--- AVAILABLE RECORDS ---
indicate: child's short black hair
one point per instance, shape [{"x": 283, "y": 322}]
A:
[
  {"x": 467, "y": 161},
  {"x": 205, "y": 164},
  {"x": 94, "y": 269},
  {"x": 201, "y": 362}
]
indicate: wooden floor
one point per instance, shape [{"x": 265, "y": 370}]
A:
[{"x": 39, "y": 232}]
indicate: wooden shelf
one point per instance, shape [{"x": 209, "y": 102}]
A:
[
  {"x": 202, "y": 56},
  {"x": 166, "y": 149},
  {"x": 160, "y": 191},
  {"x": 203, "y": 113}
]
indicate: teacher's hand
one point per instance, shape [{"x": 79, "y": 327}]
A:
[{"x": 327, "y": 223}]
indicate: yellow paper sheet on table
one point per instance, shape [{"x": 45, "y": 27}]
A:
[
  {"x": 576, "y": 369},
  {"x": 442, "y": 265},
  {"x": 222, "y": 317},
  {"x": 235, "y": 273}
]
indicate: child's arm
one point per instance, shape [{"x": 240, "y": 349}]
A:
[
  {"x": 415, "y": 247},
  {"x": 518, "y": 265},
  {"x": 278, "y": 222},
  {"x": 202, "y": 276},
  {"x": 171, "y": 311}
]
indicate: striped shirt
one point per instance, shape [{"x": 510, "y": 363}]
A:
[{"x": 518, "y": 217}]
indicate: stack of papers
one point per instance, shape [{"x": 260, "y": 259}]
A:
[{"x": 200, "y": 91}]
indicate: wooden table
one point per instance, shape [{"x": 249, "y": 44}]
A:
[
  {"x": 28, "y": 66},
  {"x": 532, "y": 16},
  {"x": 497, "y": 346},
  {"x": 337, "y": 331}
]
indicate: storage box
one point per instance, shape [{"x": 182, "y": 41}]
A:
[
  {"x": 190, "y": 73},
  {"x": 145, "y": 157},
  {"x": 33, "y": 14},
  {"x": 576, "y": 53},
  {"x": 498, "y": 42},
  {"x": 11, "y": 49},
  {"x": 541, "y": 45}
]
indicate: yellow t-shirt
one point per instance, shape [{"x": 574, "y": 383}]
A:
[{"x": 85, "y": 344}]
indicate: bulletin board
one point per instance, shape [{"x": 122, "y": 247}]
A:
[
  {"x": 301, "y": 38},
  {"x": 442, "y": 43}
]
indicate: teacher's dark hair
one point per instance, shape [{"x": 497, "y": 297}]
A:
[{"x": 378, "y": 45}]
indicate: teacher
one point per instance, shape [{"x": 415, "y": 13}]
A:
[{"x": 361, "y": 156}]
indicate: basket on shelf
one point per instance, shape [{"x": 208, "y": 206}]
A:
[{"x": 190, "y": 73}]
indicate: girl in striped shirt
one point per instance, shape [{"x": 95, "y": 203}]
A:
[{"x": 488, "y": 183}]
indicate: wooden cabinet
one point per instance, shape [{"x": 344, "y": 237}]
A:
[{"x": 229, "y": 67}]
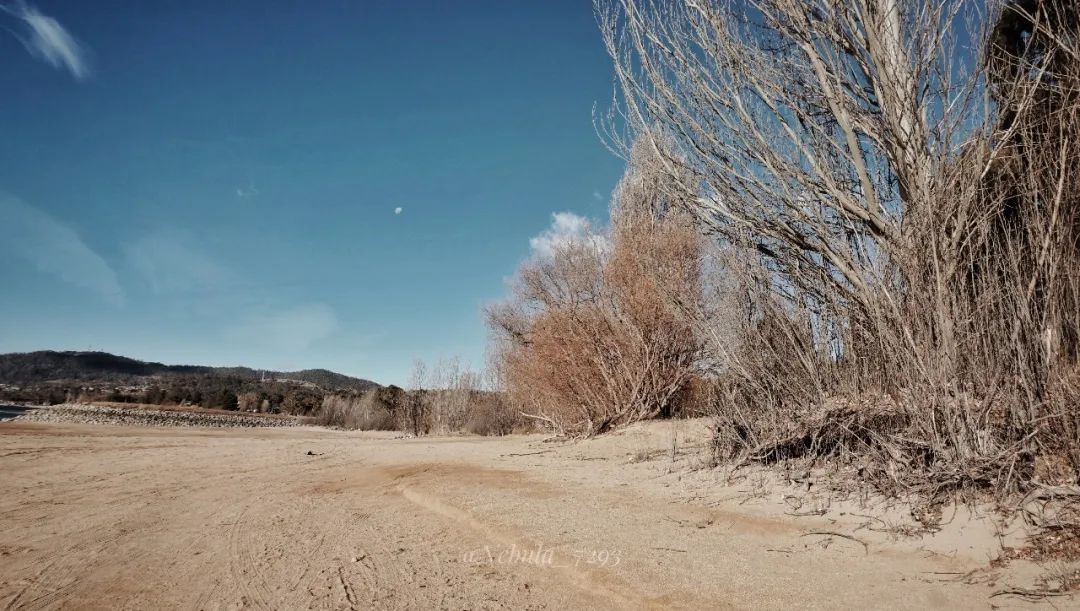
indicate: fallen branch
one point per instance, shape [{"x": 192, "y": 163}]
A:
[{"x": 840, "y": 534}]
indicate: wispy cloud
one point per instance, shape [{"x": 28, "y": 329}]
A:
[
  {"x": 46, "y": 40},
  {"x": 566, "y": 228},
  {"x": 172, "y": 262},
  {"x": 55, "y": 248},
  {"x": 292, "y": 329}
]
---
--- AVAILABLE RECORDS ---
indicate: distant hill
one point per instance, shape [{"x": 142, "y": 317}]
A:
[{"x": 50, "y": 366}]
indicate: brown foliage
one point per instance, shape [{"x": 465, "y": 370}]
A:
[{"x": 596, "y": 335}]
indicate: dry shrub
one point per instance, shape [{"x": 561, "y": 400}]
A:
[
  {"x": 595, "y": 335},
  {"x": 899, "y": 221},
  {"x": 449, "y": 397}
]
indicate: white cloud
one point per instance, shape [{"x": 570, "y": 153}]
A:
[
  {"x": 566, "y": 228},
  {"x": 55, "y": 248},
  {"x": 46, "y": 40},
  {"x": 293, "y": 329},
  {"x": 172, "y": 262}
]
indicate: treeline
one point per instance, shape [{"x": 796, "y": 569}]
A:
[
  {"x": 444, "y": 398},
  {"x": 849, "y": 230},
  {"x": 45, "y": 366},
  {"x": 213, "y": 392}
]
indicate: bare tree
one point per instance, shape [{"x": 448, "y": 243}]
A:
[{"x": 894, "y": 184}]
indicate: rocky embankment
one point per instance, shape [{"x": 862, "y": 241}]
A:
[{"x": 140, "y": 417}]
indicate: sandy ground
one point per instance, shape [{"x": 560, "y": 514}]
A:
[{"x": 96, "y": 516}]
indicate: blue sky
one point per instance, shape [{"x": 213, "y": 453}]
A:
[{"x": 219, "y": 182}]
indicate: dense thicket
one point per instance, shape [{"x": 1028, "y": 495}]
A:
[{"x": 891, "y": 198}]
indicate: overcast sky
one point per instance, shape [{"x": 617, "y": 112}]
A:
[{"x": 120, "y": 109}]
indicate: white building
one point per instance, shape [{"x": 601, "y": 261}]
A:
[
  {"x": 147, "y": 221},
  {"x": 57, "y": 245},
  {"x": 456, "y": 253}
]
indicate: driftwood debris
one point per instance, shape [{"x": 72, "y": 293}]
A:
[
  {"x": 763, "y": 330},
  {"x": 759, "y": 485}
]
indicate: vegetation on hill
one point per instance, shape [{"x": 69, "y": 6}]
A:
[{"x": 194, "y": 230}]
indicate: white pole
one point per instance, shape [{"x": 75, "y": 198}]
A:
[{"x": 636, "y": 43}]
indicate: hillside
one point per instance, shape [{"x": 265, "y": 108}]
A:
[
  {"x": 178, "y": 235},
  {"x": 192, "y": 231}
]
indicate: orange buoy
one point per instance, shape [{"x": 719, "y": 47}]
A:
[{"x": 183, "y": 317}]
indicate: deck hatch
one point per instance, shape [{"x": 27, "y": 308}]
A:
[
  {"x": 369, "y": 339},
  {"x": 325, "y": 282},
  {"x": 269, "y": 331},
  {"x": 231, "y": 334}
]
---
--- AVAILABLE RECORDS ---
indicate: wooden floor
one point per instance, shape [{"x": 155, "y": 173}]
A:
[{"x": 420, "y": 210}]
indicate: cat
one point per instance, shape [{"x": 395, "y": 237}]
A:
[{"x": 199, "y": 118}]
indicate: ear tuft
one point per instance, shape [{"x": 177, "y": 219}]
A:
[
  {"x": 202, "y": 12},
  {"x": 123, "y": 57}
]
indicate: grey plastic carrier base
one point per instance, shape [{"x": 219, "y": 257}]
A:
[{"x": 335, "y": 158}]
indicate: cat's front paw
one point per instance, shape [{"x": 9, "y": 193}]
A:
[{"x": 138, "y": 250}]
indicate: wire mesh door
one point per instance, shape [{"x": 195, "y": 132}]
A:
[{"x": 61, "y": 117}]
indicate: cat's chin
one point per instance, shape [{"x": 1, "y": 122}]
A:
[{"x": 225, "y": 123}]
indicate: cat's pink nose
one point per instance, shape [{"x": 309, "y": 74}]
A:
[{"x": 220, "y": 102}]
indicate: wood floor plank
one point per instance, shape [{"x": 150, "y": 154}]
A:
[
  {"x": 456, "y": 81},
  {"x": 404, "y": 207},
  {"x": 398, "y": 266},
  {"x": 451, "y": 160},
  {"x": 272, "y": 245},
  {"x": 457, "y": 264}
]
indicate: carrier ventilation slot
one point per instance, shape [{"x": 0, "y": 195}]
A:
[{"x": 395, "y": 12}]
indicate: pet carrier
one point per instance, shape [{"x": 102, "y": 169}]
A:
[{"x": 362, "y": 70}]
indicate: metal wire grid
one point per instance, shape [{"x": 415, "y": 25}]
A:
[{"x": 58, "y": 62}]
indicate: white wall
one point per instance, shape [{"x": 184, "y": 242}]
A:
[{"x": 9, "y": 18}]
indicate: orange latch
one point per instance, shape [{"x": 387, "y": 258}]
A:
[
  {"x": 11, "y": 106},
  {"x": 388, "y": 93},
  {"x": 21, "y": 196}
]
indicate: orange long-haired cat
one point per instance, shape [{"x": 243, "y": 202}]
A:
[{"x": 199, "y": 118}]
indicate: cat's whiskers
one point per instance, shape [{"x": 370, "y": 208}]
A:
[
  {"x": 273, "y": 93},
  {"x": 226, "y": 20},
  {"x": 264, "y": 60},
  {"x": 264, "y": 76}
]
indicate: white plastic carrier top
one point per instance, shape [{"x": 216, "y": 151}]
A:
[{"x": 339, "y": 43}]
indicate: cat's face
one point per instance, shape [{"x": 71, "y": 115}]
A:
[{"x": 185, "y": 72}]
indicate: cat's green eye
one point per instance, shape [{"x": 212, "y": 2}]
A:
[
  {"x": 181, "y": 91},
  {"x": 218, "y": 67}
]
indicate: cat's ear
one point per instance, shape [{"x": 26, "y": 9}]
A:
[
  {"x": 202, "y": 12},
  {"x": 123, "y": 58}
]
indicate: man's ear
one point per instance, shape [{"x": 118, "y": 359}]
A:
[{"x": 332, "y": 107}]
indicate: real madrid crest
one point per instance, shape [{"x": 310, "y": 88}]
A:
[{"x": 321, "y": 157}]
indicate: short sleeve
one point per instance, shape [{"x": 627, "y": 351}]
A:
---
_TO DO_
The answer should consist of every line above in which "yellow" appears.

_SOLUTION TO THIS TASK_
indicate: yellow paper sheet on table
indicate: yellow t-shirt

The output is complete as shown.